Required tasks:
a) In the passage about the immune receptor CTLA-4, in which city was the lab that first identified CTLA-4?
b) Continue the passage about the immune receptor CTLA-4 from its last sentence.

*** Opening of Reading passage ***

It’s often said that a journey of a thousand miles begins with a single step. But pinpointing that first step in the journey toward any scientific idea is especially hard because every new idea is built upon the ideas that preceded it. Allison’s discovery was no exception. The immunologist Charles Janeway realized that the presence of something that has never been in your body before could not be the sole trigger for an immune reaction; a second signal must be needed. For Janeway this was the detection of germs; for the immunologist Polly Matzinger, it was the detection of something dangerous. The Nobel Laureate Ralph Steinman discovered that dendritic cells are particularly good at detecting germs. When they do so, they signal to T cells that a germ is present—providing the second signal needed to kick-start an immune reaction—by displaying so-called co-stimulatory proteins at their surface. These proteins on the dendritic cells fit into receptor proteins on the surface of T cells like a key in a lock, essentially unlocking the T cell’s potential. It’s here that Allison’s journey can be said to have begun: with the identification of a second receptor protein on the surface of T cells that was uncannily similar—about 30 percent identical—to the one “unlocked” by co-stimulatory proteins, but whose role in our immune system remained a mystery.
The mysterious receptor had been given an especially cumbersome name: cytotoxic T-lymphocyte-associated molecule 4, or CTLA-4, named for simply being the fourth in a series of molecules identified on T cells. (It is also the registration number of Allison’s Porsche. Presumably there’s far less of a demand for the number plate “CTLA4” than there is for, say, his first name “Jim.”) Not that Allison discovered CTLA-4 himself: It was identified in 1987 in Pierre Golstein’s lab in Marseilles, as part of his lab’s mission at that time to discover which genes are active exclusively in T cells and no other white blood cells. Golstein didn’t pursue his discovery of CTLA-4 and uncover its role. He simply showed that it was present at the surface of T cells switched on to participate in an immune response—whereas it was not present on T cells that were resting, simply waiting for signs of trouble. This indicated that the molecule was somehow important only once an immune response had got going. Not much to go on, but intriguing.

*** Close of Reading passage ***
*** Opening of Extracted information ***

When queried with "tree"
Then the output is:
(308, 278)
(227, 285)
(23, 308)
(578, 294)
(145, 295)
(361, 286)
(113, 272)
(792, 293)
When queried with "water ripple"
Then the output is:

*** Close of Extracted information ***

Your written answers:
a) Marseilles.

b)
Switching off an immune response is just as vital to health as switching it on.
The results of experiments aimed at revealing what CTLA-4 does in the body were, at first, interpreted in line with expectation: that the protein receptor helped stimulate T cells. It was, after all, very similar to another stimulatory receptor, and redundancy of this sort is built into the immune system, with many different molecules and cells having overlapping tasks, presumably to help the system be robust: Such redundancies ensure that if a germ were to interfere with any one component, there’s a good chance that its function can anyway be performed by another component. But in 1994, Jeff Bluestone and his research team at the University of Chicago—urged on by Bruce Springsteen’s music, which was playing in the lab—stumbled across the fact that what CTLA-4 seemed to do was the complete opposite to what was expected.
At the time, Bluestone’s team had produced an antibody to block the CTLA-4 receptor, which allowed them to test what would happen to T cells if CTLA-4 was incapacitated. His lab’s overarching mission was to find ways of stopping an immune response in order to help address the problems of organ transplantation or autoimmune disease. Like everyone else, Bluestone presumed that CTLA-4 was likely to be a stimulatory receptor—an on-signal—and that by blocking it, the immune system would be rendered less effective.
He says he’ll never forget the day when student Teresa Walunas came into his office and showed him the results: that blocking CTLA-4 with an antibody caused T cells to react more, not less.4 If blocking CTLA-4 led to a stronger reaction, then CTLA-4 must normally deliver an off-signal, not a stimulatory signal. Because the result went so directly against the prevailing view, finding it didn’t feel like a Eureka moment. As Bluestone recalls, his reaction was more like: “Gee, maybe it’s an off-molecule but boy it will be hard to prove that to anybody.”
Two of Bluestone’s friends had recently helped set up a new scientific journal called Immunity, so he published his discovery there. At the time, Bluestone was worried that his work might be hard for others to find if the new journal didn’t take off, but he needn’t have been concerned. It soon became one of the world’s top journals for research about the immune system.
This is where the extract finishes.